═════ PROVIDED MATERIAL
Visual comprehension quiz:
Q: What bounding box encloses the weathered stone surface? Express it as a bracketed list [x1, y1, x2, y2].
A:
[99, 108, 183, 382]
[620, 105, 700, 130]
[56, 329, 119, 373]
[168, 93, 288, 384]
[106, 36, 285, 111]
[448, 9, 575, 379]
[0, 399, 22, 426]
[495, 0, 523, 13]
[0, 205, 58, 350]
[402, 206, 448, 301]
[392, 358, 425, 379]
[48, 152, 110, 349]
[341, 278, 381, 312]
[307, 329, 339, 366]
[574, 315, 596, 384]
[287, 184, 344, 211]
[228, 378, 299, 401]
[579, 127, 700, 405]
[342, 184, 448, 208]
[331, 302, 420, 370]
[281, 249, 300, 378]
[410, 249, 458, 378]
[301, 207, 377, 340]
══════════
Only the lines from the one containing "Q: What bounding" through the final line of the records above should be printed, exactly as they stand.

● OUTPUT FOR THIS TASK:
Q: What bounding box encloses the weathered stone surface? Express it as a bracketed list [x1, y1, x2, y2].
A:
[99, 108, 183, 382]
[620, 105, 700, 130]
[56, 329, 119, 373]
[168, 93, 288, 384]
[106, 36, 285, 111]
[448, 9, 575, 379]
[0, 399, 22, 426]
[495, 0, 523, 13]
[0, 205, 58, 350]
[402, 206, 448, 301]
[392, 358, 425, 379]
[48, 152, 110, 349]
[341, 278, 381, 312]
[307, 329, 339, 366]
[574, 315, 596, 384]
[287, 184, 344, 211]
[228, 378, 299, 401]
[579, 127, 700, 405]
[342, 184, 448, 208]
[331, 302, 420, 370]
[281, 249, 300, 378]
[410, 249, 458, 378]
[301, 207, 377, 340]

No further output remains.